Posted Wednesday, September 16, 2009, at 12:00 AM

It's uncomfortable when you're friends with a couple and then that couple breaks up acrimoniously.

The couple -- who are now are a pair of singles -- often expect former friends of the couple to take the side of one of the singles, but neither both. It can be tolerable as a former friend of the couple to be social with either of the new singles individually, but if you happen to run into both of them at a public event, it can be extremely awkward. Whose side do you choose?

It would appear that this is a little like the situation between Southeast Missouri State University and Three Rivers Community College.

A few years ago they were a couple, the educational equivalent of BFFs -- Best Friends Forever. SEMO has been and still is a BFF with another junior college -- Mineral Area -- so it made sense that the University be a BFF with Three Rivers as well.

Things seemed to go smoothly at first. Back in 2004, TRCC agreed to share space at the University's three Bootheel Education centers. Their faculty would teach a number of freshmen and sophomore level classes and in exchange pay the University a facilities-use fee.

But then SEMO sent TRCC the bill for their first semester using the University's facilities. Three Rivers claimed the $61,205 charge was too much and paid SEMO about $10,000 less. SEMO didn't like this and since TRCC refused to pay the disputed amount the University severed its ties with the community college.

From there, the situation deteriorated almost as fast as Paris Hilton un-BFFing her BFF Nicole Richey. Or was it Nicole who un-BFFed Paris? I guess it really doesn't matter.

SEMO's snub didn't appear to phase Three Rivers. They found alternative locations to conduct their classes in Kennett, Malden and Sikeston. And TRCC quickly lawyered-up and sued SEMO for breach of contract. Good ol' litigation, possibly the fastest way to end a friendship.

While the lawyers played their lawyer games, the state commissioner of higher education became involved and spent a year trying to mediate a resolution between the two. He was not successful.

Due in large part to the bitterness between the former BFFs, a coalition was formed in 2007 in which 11 people and organizations pledged seventy grand towards conducting a higher education needs analysis for Cape Girardeau County. Did Cape need a junior college was the $70,000 question. SEMO and TRCC were part of the coalition, of course.

In the spring of 2008, change came to the Three Rivers board of trustees. Its attorney resigned and two board members were not re-elected. By June, Three Rivers' refreshed board had fired its president and dropped its lawsuit against SEMO. The newspaper in Poplar Bluff published that TRCC squandered $50,000 in legal fees on the feud. How much SEMO spent defending its position was apparently never reported by the news media.

Last November, Three Rivers hired a new president.

This past spring the report commissioned by the coalition was finally released. It confirmed what everyone in the area already knew. Cape Girardeau County could use more higher-education options.

In May relations between the former BFFs seemed to thaw a little. TRCC and SEMO signed an agreement to establish a joint bachelor's degree program in social work.

But then, the sparring that had virtually disappeared between the former BFFs, suddenly gained new vigor.

In August, both SEMO and TRCC proposed competing community college plans to the coalition for Cape Girardeau County. SEMO would work with another member of the coalition and their long-time BFF -- Mineral Area College -- while Three Rivers would go it alone. Both proposals would be three-year trials.

Brief 1 = In the listing, change "Annotate" to "Label" in everything from its first line down to the line containing "[355,53,379,83]", both ends included, and reproduce those lines with nothing else altered.
The article above and the listing that follows are unrelated pieces of material.

Data provided =
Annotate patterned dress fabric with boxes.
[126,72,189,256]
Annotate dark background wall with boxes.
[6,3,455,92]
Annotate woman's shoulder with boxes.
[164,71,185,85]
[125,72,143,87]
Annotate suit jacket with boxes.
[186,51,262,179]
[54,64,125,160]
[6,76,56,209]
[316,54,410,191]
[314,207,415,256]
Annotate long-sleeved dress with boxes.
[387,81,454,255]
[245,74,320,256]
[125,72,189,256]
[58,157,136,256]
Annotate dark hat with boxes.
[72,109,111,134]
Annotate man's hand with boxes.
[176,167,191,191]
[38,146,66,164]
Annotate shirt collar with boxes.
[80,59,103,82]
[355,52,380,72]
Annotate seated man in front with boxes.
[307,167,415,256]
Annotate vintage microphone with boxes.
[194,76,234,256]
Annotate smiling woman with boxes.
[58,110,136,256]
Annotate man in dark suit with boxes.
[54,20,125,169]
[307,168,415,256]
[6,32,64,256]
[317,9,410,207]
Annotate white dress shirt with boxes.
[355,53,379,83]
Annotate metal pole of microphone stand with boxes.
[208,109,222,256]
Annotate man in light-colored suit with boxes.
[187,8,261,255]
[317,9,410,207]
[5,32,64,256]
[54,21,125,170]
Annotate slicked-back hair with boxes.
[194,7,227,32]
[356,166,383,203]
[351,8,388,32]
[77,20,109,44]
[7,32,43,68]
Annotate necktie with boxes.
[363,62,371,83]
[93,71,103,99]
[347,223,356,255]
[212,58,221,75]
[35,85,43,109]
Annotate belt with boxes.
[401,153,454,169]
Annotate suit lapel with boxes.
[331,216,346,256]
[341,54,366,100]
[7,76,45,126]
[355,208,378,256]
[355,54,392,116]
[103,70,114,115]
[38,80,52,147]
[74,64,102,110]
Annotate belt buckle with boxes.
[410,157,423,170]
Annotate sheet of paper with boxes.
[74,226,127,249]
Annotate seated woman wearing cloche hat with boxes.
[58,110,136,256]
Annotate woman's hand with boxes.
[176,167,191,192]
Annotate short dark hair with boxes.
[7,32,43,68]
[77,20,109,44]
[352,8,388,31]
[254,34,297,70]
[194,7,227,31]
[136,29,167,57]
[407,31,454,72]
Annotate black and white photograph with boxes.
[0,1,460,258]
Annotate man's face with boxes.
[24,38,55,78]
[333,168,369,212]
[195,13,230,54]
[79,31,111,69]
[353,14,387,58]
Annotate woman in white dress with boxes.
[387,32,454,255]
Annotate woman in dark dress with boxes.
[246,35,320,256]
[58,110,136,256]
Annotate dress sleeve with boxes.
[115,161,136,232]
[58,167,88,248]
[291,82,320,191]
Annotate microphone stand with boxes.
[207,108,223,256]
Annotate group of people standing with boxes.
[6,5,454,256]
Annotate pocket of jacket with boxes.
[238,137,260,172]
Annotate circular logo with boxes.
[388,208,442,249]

Brief 2 = Condense the paragraph of the article on the Southeast Missouri State University and Three Rivers dispute that begins "In the spring of 2008" into a shorter version that keeps its main facts.

Complete answer 1 =
Label patterned dress fabric with boxes.
[126,72,189,256]
Label dark background wall with boxes.
[6,3,455,92]
Label woman's shoulder with boxes.
[164,71,185,85]
[125,72,143,87]
Label suit jacket with boxes.
[186,51,262,179]
[54,64,125,160]
[6,76,56,209]
[316,54,410,191]
[314,207,415,256]
Label long-sleeved dress with boxes.
[387,81,454,255]
[245,74,320,256]
[125,72,189,256]
[58,157,136,256]
Label dark hat with boxes.
[72,109,111,134]
Label man's hand with boxes.
[176,167,191,191]
[38,146,66,164]
Label shirt collar with boxes.
[80,59,103,82]
[355,52,380,72]
Label seated man in front with boxes.
[307,167,415,256]
Label vintage microphone with boxes.
[194,76,234,256]
Label smiling woman with boxes.
[58,110,136,256]
Label man in dark suit with boxes.
[54,20,125,169]
[307,168,415,256]
[6,32,64,256]
[317,9,410,207]
Label white dress shirt with boxes.
[355,53,379,83]

Complete answer 2 = In spring 2008, the Three Rivers board changed: its attorney resigned, and two board members were not re-elected. By June, the new board had fired the college's president and dropped its lawsuit against SEMO. The Poplar Bluff newspaper reported that TRCC spent $50,000 in legal fees on the feud. SEMO's defense costs were apparently never reported.